WORK REQUIRED:
Write all of the entries again. Keep them exactly as they are.

Saved entries
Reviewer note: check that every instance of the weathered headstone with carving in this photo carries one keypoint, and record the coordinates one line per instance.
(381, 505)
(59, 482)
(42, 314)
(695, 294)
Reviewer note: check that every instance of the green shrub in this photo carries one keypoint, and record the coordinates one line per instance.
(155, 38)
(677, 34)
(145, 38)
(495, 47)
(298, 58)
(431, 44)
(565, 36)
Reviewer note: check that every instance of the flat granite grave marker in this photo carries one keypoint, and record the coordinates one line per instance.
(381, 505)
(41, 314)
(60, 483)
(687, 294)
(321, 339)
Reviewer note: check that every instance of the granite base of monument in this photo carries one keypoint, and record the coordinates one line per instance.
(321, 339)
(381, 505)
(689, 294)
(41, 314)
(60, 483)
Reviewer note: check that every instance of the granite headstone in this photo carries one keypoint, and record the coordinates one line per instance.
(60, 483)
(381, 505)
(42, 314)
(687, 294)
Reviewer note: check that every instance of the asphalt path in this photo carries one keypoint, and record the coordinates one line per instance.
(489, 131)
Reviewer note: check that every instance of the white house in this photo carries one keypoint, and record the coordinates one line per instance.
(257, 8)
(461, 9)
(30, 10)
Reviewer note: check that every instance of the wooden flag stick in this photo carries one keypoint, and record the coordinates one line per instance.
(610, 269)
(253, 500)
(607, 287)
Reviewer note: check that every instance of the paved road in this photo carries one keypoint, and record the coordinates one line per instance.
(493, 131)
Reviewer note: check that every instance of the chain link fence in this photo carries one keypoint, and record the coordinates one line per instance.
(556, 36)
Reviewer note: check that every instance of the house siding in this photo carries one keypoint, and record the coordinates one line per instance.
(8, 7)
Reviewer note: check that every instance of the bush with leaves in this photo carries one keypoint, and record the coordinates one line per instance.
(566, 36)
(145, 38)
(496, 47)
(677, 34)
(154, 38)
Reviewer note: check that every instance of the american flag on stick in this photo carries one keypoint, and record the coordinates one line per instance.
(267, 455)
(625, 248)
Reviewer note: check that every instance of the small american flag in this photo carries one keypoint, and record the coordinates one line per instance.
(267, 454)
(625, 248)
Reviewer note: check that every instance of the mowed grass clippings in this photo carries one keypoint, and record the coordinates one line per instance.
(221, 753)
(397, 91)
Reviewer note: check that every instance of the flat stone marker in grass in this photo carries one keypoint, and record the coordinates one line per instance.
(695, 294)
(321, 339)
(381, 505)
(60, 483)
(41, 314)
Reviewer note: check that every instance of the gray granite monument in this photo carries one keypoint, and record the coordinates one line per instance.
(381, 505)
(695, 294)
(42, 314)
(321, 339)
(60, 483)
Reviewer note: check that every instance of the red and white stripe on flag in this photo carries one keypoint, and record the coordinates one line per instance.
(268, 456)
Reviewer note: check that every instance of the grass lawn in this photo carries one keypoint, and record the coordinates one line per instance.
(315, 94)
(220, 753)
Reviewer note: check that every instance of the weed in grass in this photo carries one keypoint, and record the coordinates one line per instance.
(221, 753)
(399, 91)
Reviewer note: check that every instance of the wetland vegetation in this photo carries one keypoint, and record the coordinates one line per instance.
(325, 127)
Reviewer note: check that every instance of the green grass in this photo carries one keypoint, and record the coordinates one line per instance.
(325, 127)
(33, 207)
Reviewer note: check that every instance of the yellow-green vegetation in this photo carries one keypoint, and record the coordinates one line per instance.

RESPONSE AREA:
Reviewer note: check that every instance of the weathered headstone with carving in this photo carries one keypoint, and record the coordinates one line per instance.
(381, 505)
(59, 482)
(42, 314)
(695, 294)
Reviewer note: check that every instance of the green shrub in this photo carries one keypoint, and record the coordinates one line per instance.
(155, 38)
(677, 34)
(145, 38)
(495, 47)
(298, 58)
(431, 44)
(565, 36)
Reviewer note: check that every instance of the flat granite grave marker in this photo carries one keypoint, and record the coordinates one line per instance.
(381, 505)
(41, 314)
(60, 483)
(687, 294)
(321, 339)
Reviewer note: check that every instance of the granite base of monument in this photo carries one keypoint, and record the coordinates one line per instance.
(321, 339)
(381, 505)
(689, 294)
(41, 314)
(60, 483)
Reviewer note: check that every instance of the granite headstone in this photo carries one keypoint, and record the coordinates one line per instance.
(60, 483)
(381, 505)
(42, 314)
(687, 294)
Reviewer note: check that every instance of the asphalt path in this photo carries one keypoint, and record the coordinates one line per instance.
(489, 131)
Reviewer note: check that every instance of the white house in this photo carries one keypoint, and record the coordinates one line per instance.
(257, 8)
(461, 9)
(30, 10)
Reviewer note: check that every instance of the wooden flag stick in this photo carries one keypoint, and record the coordinates one line per instance.
(610, 269)
(253, 500)
(607, 287)
Reviewer note: check that every instance of the paved road in this photo carries one keypoint, and record the coordinates one line per instance.
(493, 131)
Reviewer note: check that every instance of the chain link fence in this photo carries one keypoint, and record the coordinates one line per instance.
(556, 36)
Reviewer note: check that every instance of the house siding in this photo carries one keypoint, and record the coordinates one line per instance.
(8, 7)
Reviewer note: check that every instance of the bush with leaves in this photo carries one keypoint, and record the coordinates one line per instance.
(566, 36)
(145, 38)
(496, 47)
(677, 34)
(154, 38)
Reviewer note: check that every instance of the american flag on stick in this photo carries one keypoint, and record the coordinates one line per instance.
(267, 455)
(625, 248)
Reviewer note: check that every instance of the small american flag in this photo carries one keypoint, and record the coordinates one line per instance.
(267, 454)
(625, 248)
Reviewer note: check that every instance of the mowed grass clippings in this photo carries one keypoint, and record the coordinates one line per instance.
(221, 753)
(397, 91)
Reviewer note: check that every instance of the flat stone marker in grass in this photo carries one keypoint, and record the coordinates one line per instance.
(695, 294)
(321, 339)
(381, 505)
(60, 483)
(41, 314)
Reviewer note: check that every instance of the gray granite monument in this photo carries one keypoint, and record the coordinates one line per instance.
(381, 505)
(695, 294)
(42, 314)
(321, 339)
(60, 483)
Reviewer note: check that every instance of the red and white stripe on flag in this photo carries one keypoint, and record the coordinates one line per instance.
(268, 456)
Reviewer note: check that every instance of the grass lawn in this photo carries one keypoint, and record the coordinates one line per instance.
(315, 94)
(220, 753)
Reviewer note: check that every instance of the weed in grass in this photo carries one keypoint, and record the coordinates one line per instance.
(221, 753)
(399, 91)
Reviewer note: check that every instance of the wetland vegetation in this photo carries one keypoint, and record the coordinates one line per instance.
(325, 127)
Reviewer note: check that every instance of the green grass in this photo carries one keypoint, and record the coordinates one line per instance.
(325, 127)
(33, 207)
Reviewer note: check that every instance of the yellow-green vegetation in this photo carries one keypoint, and record the coordinates one line per instance.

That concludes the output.